§ **The problem**:
Produce an exact copy of the line containing "weathered wooden post." and of every line after it in the material below, ending with the final line.
━━━━━ Extracted data
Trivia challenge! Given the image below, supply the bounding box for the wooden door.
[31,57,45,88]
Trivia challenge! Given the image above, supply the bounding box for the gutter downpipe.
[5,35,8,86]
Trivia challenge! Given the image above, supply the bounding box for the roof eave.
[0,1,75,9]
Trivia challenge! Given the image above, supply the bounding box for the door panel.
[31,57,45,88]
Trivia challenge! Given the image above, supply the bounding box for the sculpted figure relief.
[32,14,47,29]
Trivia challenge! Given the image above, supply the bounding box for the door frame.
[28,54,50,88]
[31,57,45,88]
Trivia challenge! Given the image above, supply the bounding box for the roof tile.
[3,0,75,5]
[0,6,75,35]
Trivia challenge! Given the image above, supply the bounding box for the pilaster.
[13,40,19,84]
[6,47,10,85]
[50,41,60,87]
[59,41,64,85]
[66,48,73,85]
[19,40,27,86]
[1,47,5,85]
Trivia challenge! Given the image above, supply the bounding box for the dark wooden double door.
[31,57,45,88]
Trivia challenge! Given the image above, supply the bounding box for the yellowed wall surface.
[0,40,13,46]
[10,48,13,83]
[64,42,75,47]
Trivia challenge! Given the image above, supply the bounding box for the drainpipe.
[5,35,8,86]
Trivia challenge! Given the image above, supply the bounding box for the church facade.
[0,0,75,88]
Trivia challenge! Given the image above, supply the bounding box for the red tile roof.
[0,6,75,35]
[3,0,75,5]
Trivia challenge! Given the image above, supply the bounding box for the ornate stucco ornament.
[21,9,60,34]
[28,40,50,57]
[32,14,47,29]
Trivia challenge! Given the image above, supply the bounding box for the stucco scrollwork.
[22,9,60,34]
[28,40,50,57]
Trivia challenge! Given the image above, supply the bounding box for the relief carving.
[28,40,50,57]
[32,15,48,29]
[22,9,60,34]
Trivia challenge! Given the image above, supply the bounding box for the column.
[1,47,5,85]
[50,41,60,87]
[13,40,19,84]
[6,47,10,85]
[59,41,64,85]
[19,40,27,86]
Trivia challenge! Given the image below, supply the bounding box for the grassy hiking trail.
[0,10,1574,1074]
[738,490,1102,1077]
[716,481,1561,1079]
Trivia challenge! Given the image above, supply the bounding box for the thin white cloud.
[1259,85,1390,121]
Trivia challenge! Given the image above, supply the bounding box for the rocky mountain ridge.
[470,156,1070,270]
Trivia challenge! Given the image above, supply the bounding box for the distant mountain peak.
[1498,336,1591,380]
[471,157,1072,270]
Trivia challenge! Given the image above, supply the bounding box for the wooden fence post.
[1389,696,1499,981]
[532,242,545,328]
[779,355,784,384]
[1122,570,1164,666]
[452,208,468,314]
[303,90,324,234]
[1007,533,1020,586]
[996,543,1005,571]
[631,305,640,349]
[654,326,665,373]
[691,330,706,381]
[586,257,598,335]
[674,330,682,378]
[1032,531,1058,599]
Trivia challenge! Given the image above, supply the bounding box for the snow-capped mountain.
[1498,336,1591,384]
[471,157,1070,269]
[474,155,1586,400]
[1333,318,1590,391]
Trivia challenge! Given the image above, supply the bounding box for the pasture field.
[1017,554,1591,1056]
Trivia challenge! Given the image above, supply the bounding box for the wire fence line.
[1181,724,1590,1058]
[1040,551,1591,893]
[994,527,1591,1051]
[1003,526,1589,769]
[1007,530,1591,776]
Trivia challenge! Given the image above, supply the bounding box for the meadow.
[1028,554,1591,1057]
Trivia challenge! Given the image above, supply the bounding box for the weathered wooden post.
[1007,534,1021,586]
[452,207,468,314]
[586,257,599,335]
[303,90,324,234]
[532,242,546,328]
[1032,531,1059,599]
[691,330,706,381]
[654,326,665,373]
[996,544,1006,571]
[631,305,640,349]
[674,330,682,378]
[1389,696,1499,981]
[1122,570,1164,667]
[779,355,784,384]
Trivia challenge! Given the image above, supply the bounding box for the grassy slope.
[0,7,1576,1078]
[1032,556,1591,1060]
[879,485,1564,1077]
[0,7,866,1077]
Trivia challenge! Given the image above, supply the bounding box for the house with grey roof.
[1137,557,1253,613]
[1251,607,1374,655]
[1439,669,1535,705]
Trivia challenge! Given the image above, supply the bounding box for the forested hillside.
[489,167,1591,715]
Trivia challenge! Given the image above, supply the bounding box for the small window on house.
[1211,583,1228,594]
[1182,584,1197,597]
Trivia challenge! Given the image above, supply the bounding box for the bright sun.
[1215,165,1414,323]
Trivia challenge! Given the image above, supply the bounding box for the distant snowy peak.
━━━━━━━━━━
§ **Expected output**:
Trivia challenge! Given the image above, supply the bounding box for the weathered wooden post.
[1007,534,1021,586]
[452,207,468,314]
[586,257,599,335]
[303,90,324,234]
[532,242,546,328]
[1032,531,1059,599]
[691,330,706,381]
[654,326,665,373]
[996,544,1006,571]
[631,305,640,349]
[674,330,682,378]
[1389,696,1499,981]
[1122,570,1164,667]
[779,355,784,384]
Trivia challenge! Given the image above, supply the bounding box for the grassy slope.
[0,7,1576,1078]
[1032,556,1591,1060]
[879,485,1564,1077]
[0,7,866,1077]
Trivia challenge! Given the image above, supply the bounding box for the house with grey roof.
[1137,557,1253,613]
[1251,607,1374,655]
[1439,669,1535,705]
Trivia challenge! Given the image above, supply the bounding box for the forested hillside.
[489,167,1591,715]
Trivia challenge! Given the image above, supply the bounding box for the small window on house.
[1211,583,1228,594]
[1182,584,1197,597]
Trivia challenge! Given the image above, supply the bounding box for the bright sun.
[1215,165,1414,323]
Trivia challenge! Given the image above, supply the bounding box for the distant snowy peak.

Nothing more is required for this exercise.